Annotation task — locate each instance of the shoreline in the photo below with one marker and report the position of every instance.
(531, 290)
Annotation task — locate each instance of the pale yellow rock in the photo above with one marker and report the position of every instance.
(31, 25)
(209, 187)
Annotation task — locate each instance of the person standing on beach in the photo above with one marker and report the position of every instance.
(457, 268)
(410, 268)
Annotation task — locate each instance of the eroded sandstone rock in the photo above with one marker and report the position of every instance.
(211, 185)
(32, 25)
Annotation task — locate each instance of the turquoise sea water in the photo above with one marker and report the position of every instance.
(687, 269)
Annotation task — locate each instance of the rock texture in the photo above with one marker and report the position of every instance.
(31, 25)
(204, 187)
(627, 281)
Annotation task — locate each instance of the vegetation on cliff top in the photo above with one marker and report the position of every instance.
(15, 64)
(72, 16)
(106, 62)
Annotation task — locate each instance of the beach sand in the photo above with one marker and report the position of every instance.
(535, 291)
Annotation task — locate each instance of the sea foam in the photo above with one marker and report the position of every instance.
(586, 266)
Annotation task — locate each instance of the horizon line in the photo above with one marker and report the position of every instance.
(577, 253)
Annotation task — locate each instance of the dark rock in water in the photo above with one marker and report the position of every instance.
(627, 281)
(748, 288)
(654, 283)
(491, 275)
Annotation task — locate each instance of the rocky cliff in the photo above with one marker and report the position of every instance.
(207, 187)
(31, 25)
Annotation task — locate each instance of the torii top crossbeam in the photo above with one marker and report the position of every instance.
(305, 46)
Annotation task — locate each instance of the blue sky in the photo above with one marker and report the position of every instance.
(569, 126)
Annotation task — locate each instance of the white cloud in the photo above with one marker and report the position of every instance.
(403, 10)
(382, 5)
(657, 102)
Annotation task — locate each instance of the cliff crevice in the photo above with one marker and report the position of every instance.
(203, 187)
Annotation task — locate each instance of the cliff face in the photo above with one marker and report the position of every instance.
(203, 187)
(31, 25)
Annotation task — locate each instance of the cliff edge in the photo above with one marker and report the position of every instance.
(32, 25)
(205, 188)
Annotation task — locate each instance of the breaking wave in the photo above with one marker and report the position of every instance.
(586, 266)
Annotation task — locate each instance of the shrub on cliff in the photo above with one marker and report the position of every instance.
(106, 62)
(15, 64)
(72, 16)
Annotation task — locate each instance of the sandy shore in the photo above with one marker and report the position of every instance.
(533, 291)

---

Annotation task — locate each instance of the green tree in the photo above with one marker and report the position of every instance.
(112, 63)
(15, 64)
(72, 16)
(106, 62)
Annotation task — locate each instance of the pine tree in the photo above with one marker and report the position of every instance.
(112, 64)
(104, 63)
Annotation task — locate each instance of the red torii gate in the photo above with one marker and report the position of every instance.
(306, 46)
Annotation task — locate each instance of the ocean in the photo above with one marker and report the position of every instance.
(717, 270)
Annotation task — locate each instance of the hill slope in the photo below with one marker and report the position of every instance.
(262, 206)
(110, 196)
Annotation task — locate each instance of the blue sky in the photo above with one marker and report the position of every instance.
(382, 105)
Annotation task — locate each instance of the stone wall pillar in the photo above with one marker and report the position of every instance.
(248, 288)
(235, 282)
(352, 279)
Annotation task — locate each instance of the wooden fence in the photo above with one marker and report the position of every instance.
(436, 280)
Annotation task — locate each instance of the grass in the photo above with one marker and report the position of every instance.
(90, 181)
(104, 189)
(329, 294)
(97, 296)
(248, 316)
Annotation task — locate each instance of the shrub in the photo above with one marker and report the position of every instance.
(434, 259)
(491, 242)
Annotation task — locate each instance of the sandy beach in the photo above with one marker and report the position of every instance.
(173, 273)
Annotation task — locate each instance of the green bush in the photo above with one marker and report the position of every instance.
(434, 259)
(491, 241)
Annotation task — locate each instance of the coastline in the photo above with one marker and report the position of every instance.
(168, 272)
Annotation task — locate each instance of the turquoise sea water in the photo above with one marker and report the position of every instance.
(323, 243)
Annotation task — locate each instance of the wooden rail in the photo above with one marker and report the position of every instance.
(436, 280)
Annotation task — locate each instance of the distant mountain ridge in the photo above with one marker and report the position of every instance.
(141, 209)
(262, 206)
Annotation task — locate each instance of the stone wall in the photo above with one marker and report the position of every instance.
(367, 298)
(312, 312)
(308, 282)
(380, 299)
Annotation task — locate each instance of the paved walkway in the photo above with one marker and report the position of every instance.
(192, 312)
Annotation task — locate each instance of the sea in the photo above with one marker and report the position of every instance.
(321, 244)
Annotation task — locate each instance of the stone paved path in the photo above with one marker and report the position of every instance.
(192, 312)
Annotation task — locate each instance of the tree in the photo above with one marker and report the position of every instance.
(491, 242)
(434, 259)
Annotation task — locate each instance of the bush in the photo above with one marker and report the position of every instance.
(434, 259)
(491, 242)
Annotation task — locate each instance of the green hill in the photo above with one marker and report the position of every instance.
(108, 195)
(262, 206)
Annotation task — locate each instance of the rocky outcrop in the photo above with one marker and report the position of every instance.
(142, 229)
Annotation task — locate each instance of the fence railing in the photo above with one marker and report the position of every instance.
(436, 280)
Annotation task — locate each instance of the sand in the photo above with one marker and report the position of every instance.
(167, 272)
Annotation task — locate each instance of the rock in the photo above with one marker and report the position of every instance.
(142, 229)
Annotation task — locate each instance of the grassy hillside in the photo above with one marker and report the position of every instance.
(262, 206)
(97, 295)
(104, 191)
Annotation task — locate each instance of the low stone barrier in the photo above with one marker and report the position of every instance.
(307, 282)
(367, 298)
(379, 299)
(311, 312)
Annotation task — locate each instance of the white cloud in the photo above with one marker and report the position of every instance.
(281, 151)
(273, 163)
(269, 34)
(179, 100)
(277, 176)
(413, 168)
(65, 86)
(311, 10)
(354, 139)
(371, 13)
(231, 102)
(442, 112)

- Objective
Pull out each line from the entries above that contains the word "rocky". Uppercase and lowercase count as different letters.

- Written solution
Annotation task — locate each instance of the rocky cliff in the photo above with one marker and report the position of every instance.
Annotation task — locate each instance of the rocky outcrop in the photo above with one marker and report the position of every instance.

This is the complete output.